SHORT EXERCISE — Locate each line in the data below that contains the word "white" and copy those lines out in full.

***** DATASET RECORDS *****

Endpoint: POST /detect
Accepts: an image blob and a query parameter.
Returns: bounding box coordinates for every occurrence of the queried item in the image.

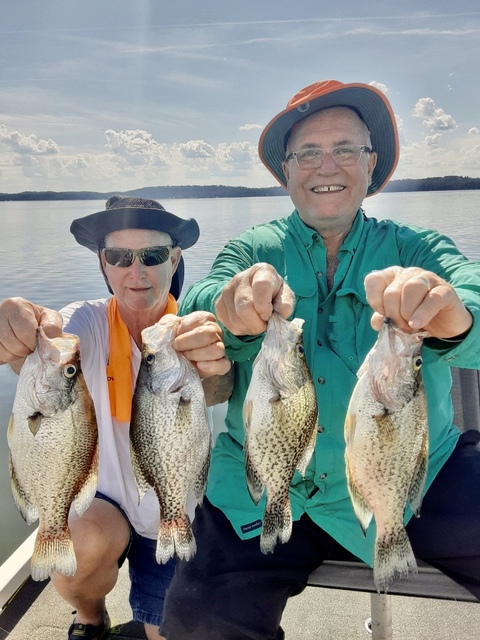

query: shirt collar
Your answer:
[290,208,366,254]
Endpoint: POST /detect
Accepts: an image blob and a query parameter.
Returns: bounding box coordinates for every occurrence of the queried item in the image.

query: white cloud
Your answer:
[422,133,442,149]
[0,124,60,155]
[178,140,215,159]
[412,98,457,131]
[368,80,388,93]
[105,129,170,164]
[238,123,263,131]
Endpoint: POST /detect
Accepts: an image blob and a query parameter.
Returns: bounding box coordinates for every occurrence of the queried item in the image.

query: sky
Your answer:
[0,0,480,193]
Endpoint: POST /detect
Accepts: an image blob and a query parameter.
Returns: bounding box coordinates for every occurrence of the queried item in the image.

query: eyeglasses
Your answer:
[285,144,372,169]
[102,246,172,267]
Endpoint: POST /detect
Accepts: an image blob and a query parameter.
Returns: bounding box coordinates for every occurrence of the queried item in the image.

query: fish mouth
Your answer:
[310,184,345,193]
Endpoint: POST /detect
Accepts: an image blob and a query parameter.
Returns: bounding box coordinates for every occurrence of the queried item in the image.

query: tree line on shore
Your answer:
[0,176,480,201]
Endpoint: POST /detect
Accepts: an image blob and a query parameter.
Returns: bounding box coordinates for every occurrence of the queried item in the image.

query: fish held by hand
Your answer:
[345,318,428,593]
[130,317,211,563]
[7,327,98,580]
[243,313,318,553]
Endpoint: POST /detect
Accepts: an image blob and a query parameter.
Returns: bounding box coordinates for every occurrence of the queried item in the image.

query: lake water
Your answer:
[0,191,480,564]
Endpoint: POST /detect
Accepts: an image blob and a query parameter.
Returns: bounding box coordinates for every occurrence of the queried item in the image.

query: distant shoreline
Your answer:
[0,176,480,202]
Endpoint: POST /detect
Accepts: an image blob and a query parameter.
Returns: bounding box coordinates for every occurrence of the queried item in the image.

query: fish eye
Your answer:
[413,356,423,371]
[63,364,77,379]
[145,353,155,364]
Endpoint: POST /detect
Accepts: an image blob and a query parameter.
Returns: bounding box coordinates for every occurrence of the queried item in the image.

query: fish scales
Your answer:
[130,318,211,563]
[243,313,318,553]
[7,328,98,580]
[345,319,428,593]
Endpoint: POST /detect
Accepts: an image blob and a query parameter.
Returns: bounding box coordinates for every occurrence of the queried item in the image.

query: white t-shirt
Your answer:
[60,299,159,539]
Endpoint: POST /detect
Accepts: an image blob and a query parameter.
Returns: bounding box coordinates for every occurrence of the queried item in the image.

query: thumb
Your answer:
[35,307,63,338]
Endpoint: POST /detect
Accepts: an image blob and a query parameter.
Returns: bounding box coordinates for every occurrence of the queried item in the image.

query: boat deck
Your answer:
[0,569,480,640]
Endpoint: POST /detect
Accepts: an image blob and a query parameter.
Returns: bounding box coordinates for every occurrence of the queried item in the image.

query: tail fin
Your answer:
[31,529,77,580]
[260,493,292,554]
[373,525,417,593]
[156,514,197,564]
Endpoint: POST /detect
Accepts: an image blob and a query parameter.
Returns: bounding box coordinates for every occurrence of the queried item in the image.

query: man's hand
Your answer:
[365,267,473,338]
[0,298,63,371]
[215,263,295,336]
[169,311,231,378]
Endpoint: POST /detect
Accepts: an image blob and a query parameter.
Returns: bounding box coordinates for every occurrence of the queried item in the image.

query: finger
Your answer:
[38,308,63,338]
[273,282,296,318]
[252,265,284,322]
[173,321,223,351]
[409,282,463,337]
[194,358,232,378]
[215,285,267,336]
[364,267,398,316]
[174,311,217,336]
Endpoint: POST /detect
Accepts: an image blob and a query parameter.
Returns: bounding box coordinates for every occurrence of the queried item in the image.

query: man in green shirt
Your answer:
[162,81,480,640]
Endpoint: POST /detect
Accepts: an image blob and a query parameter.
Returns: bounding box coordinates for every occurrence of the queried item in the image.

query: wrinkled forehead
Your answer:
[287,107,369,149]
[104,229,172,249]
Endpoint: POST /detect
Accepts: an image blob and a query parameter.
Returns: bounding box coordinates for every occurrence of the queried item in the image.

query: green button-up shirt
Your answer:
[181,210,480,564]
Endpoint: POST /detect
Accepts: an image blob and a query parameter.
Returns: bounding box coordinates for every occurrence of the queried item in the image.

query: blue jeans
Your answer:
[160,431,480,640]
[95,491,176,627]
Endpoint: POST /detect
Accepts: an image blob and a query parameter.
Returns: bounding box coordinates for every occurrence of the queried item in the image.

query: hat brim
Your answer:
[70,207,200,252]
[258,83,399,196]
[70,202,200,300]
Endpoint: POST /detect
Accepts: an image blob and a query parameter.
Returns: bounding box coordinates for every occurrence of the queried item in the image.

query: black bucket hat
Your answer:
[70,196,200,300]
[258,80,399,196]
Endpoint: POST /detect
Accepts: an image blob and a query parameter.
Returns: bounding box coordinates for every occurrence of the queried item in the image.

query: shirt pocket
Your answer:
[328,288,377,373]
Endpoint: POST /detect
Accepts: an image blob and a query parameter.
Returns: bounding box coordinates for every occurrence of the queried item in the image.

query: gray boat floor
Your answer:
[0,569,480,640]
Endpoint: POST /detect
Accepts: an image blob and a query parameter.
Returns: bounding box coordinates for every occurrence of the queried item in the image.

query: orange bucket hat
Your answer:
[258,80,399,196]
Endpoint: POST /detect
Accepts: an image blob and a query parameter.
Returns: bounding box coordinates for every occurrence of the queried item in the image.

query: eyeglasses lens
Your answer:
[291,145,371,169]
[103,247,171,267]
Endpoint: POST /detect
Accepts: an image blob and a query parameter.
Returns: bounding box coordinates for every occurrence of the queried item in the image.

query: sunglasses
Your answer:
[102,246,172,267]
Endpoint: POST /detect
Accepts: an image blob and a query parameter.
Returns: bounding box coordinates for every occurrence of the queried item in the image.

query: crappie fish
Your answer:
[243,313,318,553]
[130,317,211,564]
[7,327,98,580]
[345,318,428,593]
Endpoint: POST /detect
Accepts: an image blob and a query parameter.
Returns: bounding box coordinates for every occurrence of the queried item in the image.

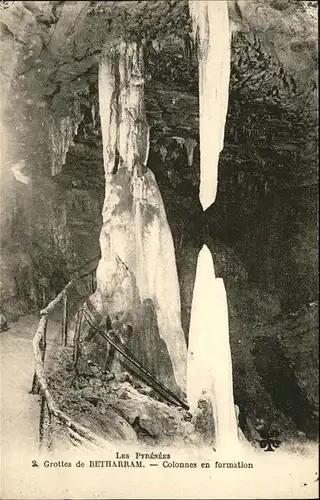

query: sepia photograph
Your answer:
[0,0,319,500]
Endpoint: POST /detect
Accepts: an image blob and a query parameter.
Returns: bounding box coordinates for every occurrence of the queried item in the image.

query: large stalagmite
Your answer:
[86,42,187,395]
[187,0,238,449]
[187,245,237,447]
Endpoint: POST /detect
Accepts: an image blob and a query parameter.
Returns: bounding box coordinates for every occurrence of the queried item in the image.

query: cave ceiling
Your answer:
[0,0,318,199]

*****

ANSWER BELOW —
query: white cloud
query: white t-shirt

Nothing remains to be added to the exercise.